Worum es geht: Übernimm unverändert alle Zeilen von der Zeile mit „phrase -- green grass“ bis zum Ende der Datensätze, wobei beide Grenzen eingeschlossen sind.

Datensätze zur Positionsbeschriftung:
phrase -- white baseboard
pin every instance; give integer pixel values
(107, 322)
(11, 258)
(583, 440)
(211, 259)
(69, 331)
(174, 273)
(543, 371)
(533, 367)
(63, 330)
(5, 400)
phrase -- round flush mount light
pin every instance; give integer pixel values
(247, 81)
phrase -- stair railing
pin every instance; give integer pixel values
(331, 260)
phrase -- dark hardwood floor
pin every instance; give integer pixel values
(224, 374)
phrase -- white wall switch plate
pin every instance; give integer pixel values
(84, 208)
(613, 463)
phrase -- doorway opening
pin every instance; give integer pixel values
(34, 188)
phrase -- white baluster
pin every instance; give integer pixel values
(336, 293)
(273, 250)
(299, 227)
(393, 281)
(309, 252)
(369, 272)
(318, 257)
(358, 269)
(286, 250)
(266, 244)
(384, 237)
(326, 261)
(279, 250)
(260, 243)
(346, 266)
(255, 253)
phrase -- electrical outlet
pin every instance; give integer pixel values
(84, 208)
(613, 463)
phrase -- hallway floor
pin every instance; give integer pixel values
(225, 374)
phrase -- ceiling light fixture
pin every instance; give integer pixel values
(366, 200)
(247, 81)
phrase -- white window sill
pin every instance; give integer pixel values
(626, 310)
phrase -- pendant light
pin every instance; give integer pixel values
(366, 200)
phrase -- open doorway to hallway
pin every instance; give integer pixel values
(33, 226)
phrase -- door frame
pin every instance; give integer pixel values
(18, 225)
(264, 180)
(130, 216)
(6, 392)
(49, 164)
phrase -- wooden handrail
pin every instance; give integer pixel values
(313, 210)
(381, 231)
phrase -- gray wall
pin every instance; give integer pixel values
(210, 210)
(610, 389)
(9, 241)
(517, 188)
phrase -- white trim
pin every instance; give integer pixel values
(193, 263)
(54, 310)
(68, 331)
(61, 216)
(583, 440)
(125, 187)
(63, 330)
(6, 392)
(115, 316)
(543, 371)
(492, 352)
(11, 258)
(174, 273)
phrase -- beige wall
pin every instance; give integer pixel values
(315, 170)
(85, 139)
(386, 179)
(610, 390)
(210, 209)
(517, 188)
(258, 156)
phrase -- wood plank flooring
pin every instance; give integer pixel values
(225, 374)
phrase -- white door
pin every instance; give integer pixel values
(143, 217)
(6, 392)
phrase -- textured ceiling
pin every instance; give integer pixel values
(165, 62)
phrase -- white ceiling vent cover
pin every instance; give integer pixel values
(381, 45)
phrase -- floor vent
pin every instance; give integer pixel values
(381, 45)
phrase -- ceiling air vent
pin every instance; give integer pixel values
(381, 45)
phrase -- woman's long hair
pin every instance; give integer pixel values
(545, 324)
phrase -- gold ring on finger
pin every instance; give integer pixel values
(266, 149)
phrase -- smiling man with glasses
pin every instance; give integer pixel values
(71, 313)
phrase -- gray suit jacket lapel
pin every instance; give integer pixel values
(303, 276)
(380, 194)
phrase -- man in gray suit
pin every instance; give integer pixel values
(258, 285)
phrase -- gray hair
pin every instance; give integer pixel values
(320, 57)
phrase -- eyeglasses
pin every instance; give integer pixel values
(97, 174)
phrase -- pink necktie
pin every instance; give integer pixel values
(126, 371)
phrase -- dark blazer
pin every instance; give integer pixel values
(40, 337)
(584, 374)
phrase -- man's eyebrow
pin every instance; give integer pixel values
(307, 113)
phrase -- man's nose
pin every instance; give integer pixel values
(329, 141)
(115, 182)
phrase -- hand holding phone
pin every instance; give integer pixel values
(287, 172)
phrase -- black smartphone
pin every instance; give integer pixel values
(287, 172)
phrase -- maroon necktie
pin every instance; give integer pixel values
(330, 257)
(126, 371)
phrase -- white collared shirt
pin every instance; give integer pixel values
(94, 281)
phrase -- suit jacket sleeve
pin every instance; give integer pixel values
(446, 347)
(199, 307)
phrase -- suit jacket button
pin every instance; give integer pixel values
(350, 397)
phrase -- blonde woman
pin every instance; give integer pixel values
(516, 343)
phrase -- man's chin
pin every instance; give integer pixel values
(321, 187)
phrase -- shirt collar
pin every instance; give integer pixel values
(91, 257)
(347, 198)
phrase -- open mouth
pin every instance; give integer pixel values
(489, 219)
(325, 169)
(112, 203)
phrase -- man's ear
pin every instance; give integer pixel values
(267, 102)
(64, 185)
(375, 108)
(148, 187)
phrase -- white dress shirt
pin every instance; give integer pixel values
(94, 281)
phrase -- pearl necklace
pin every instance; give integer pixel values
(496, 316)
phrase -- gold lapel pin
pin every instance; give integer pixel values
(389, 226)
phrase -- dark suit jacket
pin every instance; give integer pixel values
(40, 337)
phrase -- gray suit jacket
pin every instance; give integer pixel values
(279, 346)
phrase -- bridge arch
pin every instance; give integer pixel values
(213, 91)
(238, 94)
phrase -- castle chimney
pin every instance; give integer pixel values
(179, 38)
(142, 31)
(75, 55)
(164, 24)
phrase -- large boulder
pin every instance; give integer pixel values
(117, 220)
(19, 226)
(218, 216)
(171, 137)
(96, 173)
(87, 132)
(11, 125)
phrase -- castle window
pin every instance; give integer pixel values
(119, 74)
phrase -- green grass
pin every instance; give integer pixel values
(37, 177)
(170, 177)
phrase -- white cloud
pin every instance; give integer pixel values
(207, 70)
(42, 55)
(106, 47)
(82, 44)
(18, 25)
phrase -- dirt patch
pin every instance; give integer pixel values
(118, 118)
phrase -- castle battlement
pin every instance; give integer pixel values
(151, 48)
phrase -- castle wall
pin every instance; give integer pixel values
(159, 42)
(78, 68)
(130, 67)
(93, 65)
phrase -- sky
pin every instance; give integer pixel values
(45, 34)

Lösung der Aufgabe:
phrase -- green grass
pin every instance; give integer pixel values
(37, 177)
(170, 177)
phrase -- white cloud
pin every instance; give integer pixel values
(207, 70)
(42, 55)
(106, 47)
(82, 44)
(18, 25)
phrase -- dirt patch
pin every instance; give integer pixel values
(118, 118)
phrase -- castle battlement
pin every instance; give integer pixel values
(151, 48)
phrase -- castle wall
pin every instance; give integer pixel values
(159, 42)
(78, 68)
(130, 67)
(93, 65)
phrase -- sky
pin every instance; give integer pixel values
(45, 34)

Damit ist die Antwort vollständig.